_任务说明_:
请把下列材料的每一行填入一个Markdown表格，表格设"行号"和"内容"两列，空行略去。图片不要放进表格。

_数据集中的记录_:
┌────────

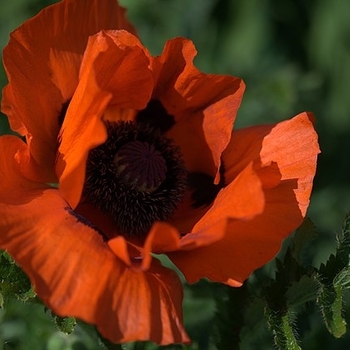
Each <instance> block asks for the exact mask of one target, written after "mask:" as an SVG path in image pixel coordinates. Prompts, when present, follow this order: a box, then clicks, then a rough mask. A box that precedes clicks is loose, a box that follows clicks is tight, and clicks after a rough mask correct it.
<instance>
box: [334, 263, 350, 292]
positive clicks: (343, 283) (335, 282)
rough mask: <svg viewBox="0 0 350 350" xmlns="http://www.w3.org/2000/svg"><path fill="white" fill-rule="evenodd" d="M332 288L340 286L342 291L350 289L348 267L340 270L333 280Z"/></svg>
mask: <svg viewBox="0 0 350 350" xmlns="http://www.w3.org/2000/svg"><path fill="white" fill-rule="evenodd" d="M333 284H334V286H341V287H342V288H343V289H349V288H350V267H345V268H344V269H343V270H341V271H340V272H339V273H338V274H337V275H336V276H335V277H334V280H333Z"/></svg>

└────────

_完成结果_:
| 行号 | 内容 |
|---|---|
| 1 | Each <instance> block asks for the exact mask of one target, written after "mask:" as an SVG path in image pixel coordinates. Prompts, when present, follow this order: a box, then clicks, then a rough mask. A box that precedes clicks is loose, a box that follows clicks is tight, and clicks after a rough mask correct it. |
| 2 | <instance> |
| 3 | box: [334, 263, 350, 292] |
| 4 | positive clicks: (343, 283) (335, 282) |
| 5 | rough mask: <svg viewBox="0 0 350 350" xmlns="http://www.w3.org/2000/svg"><path fill="white" fill-rule="evenodd" d="M332 288L340 286L342 291L350 289L348 267L340 270L333 280Z"/></svg> |
| 6 | mask: <svg viewBox="0 0 350 350" xmlns="http://www.w3.org/2000/svg"><path fill="white" fill-rule="evenodd" d="M333 284H334V286H341V287H342V288H343V289H349V288H350V267H345V268H344V269H343V270H341V271H340V272H339V273H338V274H337V275H336V276H335V277H334V280H333Z"/></svg> |